**Job:** Output every entry exactly as given.
[start]
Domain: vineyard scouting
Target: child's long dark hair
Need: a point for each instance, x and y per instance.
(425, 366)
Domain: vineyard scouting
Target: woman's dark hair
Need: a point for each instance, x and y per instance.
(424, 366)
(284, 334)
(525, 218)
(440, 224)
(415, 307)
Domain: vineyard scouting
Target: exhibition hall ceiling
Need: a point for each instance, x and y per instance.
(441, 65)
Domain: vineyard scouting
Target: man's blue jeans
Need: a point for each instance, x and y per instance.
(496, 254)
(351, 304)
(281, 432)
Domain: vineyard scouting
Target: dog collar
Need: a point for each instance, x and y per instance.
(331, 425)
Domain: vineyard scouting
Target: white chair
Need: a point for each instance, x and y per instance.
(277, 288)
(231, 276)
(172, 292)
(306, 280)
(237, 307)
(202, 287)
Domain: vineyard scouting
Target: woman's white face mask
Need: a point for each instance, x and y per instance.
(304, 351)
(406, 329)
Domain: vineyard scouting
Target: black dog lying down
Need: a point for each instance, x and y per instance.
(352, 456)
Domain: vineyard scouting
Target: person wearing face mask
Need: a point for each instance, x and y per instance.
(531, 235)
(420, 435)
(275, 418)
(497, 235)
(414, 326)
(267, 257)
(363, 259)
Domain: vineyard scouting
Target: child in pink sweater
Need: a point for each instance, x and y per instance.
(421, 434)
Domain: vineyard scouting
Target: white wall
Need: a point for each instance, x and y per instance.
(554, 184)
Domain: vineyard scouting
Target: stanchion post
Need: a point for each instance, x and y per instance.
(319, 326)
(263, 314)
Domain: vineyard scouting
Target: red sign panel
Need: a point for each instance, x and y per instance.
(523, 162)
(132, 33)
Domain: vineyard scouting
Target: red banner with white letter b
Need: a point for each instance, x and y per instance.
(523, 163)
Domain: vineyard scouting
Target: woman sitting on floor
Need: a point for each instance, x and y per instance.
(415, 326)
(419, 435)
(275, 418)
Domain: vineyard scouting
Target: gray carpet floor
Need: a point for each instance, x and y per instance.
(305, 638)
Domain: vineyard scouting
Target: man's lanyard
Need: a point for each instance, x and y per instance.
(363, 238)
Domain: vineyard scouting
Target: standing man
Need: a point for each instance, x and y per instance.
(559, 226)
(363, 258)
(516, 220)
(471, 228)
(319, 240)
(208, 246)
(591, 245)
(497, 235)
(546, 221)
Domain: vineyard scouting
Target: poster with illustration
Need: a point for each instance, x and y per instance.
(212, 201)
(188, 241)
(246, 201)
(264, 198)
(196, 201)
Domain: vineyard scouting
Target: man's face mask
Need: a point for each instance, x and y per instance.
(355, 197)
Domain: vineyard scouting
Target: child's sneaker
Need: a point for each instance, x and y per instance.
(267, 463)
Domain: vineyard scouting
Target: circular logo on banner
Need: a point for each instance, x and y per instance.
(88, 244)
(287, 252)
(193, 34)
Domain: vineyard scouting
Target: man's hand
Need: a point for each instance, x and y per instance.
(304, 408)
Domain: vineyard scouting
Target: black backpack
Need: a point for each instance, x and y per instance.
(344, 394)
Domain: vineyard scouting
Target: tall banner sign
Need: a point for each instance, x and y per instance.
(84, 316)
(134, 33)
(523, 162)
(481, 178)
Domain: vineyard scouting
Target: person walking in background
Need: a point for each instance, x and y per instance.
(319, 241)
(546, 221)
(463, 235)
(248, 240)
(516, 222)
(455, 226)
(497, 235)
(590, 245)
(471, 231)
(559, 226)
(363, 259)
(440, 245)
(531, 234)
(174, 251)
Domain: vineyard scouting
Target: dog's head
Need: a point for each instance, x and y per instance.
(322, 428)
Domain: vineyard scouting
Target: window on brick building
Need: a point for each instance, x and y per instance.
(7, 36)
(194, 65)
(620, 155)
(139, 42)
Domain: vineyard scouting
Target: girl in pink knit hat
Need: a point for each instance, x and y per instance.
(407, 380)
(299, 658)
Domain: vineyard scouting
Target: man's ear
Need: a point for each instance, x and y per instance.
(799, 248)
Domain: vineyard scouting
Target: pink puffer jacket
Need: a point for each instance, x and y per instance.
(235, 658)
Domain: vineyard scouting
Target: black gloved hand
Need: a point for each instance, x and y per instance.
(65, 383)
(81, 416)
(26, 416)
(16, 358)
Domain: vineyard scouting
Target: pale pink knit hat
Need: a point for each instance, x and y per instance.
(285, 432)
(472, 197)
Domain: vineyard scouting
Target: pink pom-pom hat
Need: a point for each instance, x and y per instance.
[end]
**Expected answer:**
Domain: vineyard scouting
Target: child's long dark hair
Need: a point for each instance, x and y per instance.
(425, 366)
Domain: vineyard scouting
Target: woman's dark hair
Need: a point for each instance, x and y per instance.
(424, 366)
(284, 334)
(525, 218)
(440, 224)
(415, 307)
Domain: vineyard scouting
Target: exhibition hall ceiling
Need: a point for each instance, x and y per instance.
(441, 65)
Domain: vineyard scouting
Target: man's blue jeans
Need: a point for each instance, x and y per instance.
(496, 254)
(351, 304)
(281, 432)
Domain: vineyard scouting
Target: dog collar
Need: a point for each instance, x and y per instance.
(331, 425)
Domain: vineyard scouting
Target: white chair
Need: a point for each instance, x and y per instance.
(277, 288)
(231, 276)
(172, 292)
(306, 280)
(237, 307)
(202, 287)
Domain: vineyard scouting
Target: woman's white face mask
Need: a point for each instance, x and y per instance.
(304, 351)
(406, 329)
Domain: vineyard scouting
Target: black dog lying down
Need: a point for each instance, x and y per instance.
(352, 456)
Domain: vineyard scouting
Target: person wearing face mask
Need: a point for each instance, x and y per instance.
(531, 235)
(420, 435)
(275, 418)
(497, 235)
(414, 326)
(267, 257)
(363, 259)
Domain: vineyard scouting
Target: child in pink sweater
Need: a point for each instance, x and y per instance.
(421, 434)
Domain: vineyard scouting
Target: white wall
Need: a point for each instance, x and y per instance.
(554, 184)
Domain: vineyard scouting
Target: stanchion post
Need: a point for each instance, x and y per instance.
(319, 326)
(263, 314)
Domain: vineyard scouting
Target: red sign panel
Need: a point for each instance, x and y per instance.
(523, 162)
(132, 33)
Domain: vineyard scouting
Target: red banner with white letter b
Need: a point for each instance, x and y per instance.
(523, 163)
Domain: vineyard scouting
Target: woman sitting on floor
Need: a point for each instance, x and y per instance.
(415, 326)
(419, 435)
(275, 418)
Domain: vineyard scouting
Target: gray carpet floor
Need: a point for each instance, x and y per instance.
(305, 638)
Domain: vineyard scouting
Target: man's lanyard
Need: a point for each instance, x and y per instance.
(363, 238)
Domain: vineyard scouting
Target: standing man
Need: a point for each instance, x and y per instance.
(559, 226)
(363, 258)
(516, 220)
(471, 228)
(319, 240)
(208, 246)
(591, 245)
(497, 235)
(546, 221)
Domain: vineyard scouting
Target: poster with illustration
Need: a point for each instance, x and y per instance.
(212, 201)
(188, 241)
(246, 201)
(264, 198)
(196, 201)
Domain: vineyard scouting
Target: man's face mask
Need: a point for each instance, x and y per instance.
(355, 197)
Domain: vineyard scouting
Target: child's sneaker
Need: a point for each instance, x and y per instance.
(267, 463)
Domain: vineyard scouting
Target: circular logo on banner
Need: a point for each instance, x and y per instance.
(88, 244)
(287, 252)
(193, 34)
Domain: vineyard scouting
Target: man's hand
Need: a point for each instance, x and y per instance.
(304, 408)
Domain: vineyard scouting
Target: black backpack
Need: a point for each instance, x and y per instance.
(344, 394)
Domain: vineyard scouting
Target: tall banner sign
Need: a point for each instance, x and y per instance.
(84, 316)
(134, 33)
(523, 162)
(481, 178)
Domain: vineyard scouting
Target: person walking in background
Need: a point for each instance, x and y per instance.
(319, 241)
(546, 221)
(463, 235)
(248, 240)
(516, 222)
(455, 226)
(497, 235)
(590, 245)
(471, 231)
(559, 226)
(363, 259)
(440, 245)
(531, 234)
(174, 251)
Domain: vineyard scouting
Target: dog's head
Need: a point for each instance, x and y per instance.
(322, 428)
Domain: vineyard scouting
Target: window on brick building
Need: a point for each instance, x and y per instance.
(7, 36)
(194, 65)
(620, 155)
(139, 42)
Domain: vineyard scouting
Target: girl in pink knit hat
Need: a point for each instance, x and y per instance.
(407, 380)
(299, 658)
Domain: vineyard scouting
Target: man's ear
Need: a point for each instance, x and y per instance.
(799, 248)
Domain: vineyard scouting
Target: pink puffer jacket
Need: a point for each instance, x and y per instance.
(235, 658)
Domain: vineyard scouting
Target: black gloved hand
Need: a point for each instance, x and y per instance.
(65, 383)
(81, 416)
(26, 416)
(16, 358)
Domain: vineyard scouting
Target: pale pink knit hat
Need: a point for each instance, x and y per instance.
(285, 432)
(472, 197)
Domain: vineyard scouting
Target: pink pom-pom hat
Need: a point for each instance, x and y per instance.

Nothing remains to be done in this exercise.